[start of Passage shown]
Strange Christ: Part 3

Modern Christ

In recent decades, contemporary artists have been representing Christ in different ethnicities as modern society focuses more on the individual’s contribution, identity, and purpose within the greater realm of humanity. This democratization of art allows the image of Christ to be of the people, by the people, and for the people through the representation of the diverse ethnic backgrounds of the artists and their communities. Yet, the unconventional image of Christ in modern art has been met with hostility mostly by conservative commentators who believe that a nonwhite Jesus is not only historically inaccurate, but also sacrilegious. In 2010, British painter Lorna May Wadsworth painted her interpretation of Da Vinci’s The Last Supper in her own painting of the same name (fig. 9). Wadsworth modeled Jesus after Tafari Hinds, a Jamaican man, and he stands in the center above the disciples with his arms outstretched in a posture of invitation. Wadsworth stated that she wanted to challenge “the western myth that Jesus had fair hair and blue eyes.” While hanging at St. George’s Church in England, the painting was shot by an air rifle on the right side of Jesus’ body, piercing the canvas. Upon discovery of the hole, Wadsworth stated, “It really upsets me to think that someone was so aggrieved by my portrayal of Christ that they wanted to attack it. It must have been an iconoclastic act. I was in shock all weekend, on the verge of tears the whole time.” It is profound that the air rifle shooter was so challenged by deep feelings of discomfort that they felt they must vandalize this work of art. Their internal struggle manifested in a physical act of hostility.

Figure 9. Lorna May Wadsworth, Last Supper, 2010

Lorna May Wadsworth, Last Supper (detail)
[end of Passage shown]
__Given task__
Please carry on the essay about modern depictions of Christ, starting right after its last line.
[start of Supplied records]
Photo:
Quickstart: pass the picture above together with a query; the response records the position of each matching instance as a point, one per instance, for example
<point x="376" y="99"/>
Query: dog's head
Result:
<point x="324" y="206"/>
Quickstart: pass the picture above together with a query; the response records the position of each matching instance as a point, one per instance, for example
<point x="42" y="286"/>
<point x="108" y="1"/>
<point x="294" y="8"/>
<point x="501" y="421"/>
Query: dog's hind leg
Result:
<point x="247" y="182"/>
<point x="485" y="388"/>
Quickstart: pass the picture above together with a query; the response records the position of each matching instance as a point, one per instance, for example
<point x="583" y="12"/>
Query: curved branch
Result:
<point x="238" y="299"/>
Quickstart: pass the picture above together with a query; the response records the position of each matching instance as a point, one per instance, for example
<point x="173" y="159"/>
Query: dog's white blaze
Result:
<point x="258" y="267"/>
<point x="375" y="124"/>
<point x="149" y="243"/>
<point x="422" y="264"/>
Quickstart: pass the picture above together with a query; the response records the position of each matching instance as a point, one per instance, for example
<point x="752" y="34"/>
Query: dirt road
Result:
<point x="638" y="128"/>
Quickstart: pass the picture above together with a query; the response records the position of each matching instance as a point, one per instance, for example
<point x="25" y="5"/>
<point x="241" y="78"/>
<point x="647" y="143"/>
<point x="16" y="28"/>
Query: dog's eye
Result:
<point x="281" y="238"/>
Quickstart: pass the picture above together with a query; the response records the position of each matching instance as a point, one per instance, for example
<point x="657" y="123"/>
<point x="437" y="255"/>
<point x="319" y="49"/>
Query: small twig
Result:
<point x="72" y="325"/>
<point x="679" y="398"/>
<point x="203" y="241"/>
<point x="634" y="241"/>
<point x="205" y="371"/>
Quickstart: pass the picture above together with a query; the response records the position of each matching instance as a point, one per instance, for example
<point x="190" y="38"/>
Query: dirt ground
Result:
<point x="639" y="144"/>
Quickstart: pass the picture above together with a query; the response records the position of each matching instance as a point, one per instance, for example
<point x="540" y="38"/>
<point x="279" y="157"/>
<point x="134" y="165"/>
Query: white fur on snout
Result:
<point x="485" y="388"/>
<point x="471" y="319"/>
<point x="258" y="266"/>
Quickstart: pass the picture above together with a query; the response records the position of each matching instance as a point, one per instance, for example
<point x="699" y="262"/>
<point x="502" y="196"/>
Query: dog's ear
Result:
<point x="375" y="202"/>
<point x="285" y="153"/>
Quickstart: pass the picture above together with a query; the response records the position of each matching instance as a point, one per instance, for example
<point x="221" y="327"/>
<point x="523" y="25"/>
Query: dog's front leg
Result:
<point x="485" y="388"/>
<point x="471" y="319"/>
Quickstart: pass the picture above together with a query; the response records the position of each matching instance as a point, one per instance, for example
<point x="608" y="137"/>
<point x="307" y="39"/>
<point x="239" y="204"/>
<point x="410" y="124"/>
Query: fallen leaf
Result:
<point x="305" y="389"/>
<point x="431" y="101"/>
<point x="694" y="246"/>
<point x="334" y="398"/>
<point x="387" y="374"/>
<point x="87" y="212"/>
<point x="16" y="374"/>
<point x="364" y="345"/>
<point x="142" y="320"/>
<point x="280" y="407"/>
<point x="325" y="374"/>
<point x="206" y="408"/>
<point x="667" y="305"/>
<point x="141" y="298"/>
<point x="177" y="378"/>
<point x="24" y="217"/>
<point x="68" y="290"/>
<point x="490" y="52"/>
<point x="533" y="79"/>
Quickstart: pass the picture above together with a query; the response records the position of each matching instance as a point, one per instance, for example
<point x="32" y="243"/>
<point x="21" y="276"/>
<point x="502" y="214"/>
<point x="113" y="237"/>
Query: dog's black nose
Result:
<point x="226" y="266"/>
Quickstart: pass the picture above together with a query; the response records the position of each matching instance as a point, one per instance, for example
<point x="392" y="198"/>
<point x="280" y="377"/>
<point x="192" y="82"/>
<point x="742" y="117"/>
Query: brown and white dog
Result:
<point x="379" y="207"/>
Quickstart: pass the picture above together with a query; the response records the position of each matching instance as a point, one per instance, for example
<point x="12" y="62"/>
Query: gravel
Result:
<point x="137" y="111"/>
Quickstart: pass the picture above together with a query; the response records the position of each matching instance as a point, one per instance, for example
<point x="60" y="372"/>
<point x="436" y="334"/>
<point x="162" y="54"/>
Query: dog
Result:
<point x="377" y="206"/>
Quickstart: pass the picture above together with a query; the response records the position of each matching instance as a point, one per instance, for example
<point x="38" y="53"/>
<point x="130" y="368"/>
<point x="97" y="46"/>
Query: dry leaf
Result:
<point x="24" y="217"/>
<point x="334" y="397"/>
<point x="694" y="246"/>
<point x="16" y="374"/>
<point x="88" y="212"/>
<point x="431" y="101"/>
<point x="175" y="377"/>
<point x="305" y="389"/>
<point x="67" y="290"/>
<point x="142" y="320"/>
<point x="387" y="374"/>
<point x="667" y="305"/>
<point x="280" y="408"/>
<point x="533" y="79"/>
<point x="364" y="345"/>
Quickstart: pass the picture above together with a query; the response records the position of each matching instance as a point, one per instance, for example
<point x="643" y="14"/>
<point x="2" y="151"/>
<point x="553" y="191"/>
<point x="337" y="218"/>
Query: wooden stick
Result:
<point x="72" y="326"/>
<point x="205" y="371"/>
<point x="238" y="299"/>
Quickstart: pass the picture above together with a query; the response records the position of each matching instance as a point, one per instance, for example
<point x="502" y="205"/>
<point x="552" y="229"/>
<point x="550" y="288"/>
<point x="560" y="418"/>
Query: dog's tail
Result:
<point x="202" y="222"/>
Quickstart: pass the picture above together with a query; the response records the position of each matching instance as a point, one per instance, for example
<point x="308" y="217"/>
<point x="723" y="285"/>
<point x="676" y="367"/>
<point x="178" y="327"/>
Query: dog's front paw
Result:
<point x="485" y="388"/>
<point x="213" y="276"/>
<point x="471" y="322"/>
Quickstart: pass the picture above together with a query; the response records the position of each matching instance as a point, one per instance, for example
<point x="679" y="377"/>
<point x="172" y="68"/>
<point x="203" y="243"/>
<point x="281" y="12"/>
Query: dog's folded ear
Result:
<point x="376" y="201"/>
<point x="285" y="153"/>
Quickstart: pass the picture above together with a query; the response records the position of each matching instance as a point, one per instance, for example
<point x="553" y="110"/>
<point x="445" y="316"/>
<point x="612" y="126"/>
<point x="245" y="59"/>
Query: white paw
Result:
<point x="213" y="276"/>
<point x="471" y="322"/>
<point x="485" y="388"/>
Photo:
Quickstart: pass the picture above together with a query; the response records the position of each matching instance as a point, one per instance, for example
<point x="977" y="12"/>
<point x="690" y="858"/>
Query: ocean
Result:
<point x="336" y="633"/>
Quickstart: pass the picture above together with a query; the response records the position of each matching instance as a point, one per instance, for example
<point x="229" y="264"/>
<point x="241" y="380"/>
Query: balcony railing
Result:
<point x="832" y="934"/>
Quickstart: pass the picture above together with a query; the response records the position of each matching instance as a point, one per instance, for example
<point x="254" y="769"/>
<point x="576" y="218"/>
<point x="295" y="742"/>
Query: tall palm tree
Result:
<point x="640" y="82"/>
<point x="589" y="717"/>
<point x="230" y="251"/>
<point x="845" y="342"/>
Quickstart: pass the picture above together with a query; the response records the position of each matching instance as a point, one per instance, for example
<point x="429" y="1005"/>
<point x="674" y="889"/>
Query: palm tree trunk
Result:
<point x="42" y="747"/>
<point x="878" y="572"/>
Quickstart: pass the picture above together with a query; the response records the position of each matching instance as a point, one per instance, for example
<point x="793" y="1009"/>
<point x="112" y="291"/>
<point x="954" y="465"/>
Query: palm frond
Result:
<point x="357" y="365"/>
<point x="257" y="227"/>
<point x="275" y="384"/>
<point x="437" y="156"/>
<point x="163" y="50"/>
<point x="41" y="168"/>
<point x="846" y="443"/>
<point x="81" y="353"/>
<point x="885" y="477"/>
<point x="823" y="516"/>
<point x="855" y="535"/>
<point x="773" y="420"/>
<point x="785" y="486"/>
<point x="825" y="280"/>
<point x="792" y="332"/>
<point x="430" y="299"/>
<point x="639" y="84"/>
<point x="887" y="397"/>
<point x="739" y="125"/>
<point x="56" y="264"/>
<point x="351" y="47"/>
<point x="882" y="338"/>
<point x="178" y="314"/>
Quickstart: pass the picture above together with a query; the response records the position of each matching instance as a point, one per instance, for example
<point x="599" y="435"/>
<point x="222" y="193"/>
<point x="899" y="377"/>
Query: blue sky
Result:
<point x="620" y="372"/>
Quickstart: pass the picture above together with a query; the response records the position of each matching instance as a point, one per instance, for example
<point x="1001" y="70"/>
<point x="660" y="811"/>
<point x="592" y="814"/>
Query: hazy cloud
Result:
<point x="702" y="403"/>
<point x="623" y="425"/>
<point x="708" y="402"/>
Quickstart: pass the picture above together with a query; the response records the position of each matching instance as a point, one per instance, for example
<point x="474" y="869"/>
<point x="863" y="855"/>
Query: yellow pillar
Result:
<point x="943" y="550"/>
[end of Supplied records]
__Reply__
However, modern artists persist in depicting Christ in unconventional representations, determined to portray a facet of Christ’s diverse nature. In 2018, artist Pieter Hugo photographed a Mexican man serving a sentence in an Oaxacan prison as Christ with a crown of thorns, titled Black Friday, Oaxaca de Juárez (fig. 10). The artist crops the composition from his chest up, as he stands outside in front of a light gray, textured wall. The man is wrapped from his collarbone down in an emerald-colored satin, with a white cloth tied around his head, concealing his hair. Atop the white cloth, a twisted crown of thorns rests as it throws jagged shadows over the prisoner’s face. The harsh sunlight exaggerates the crevices of his facial features and emphasizes his expression marked with fortitude. Hugo titled this work after Black Friday, also called Good Friday, which is a day during holy week marked by grief and penance as Christians remember the crucifixion of Christ. The man in Hugo’s Black Friday, Oaxaca de Jaurez was sentenced to serve time in a prison to pay for his crimes. He may have been sentenced to give his entire life in payment for his crimes, while the Christ he represented was sentenced to death to pay for the crimes of others, and his death in turn brings life to all who believe in his gospel.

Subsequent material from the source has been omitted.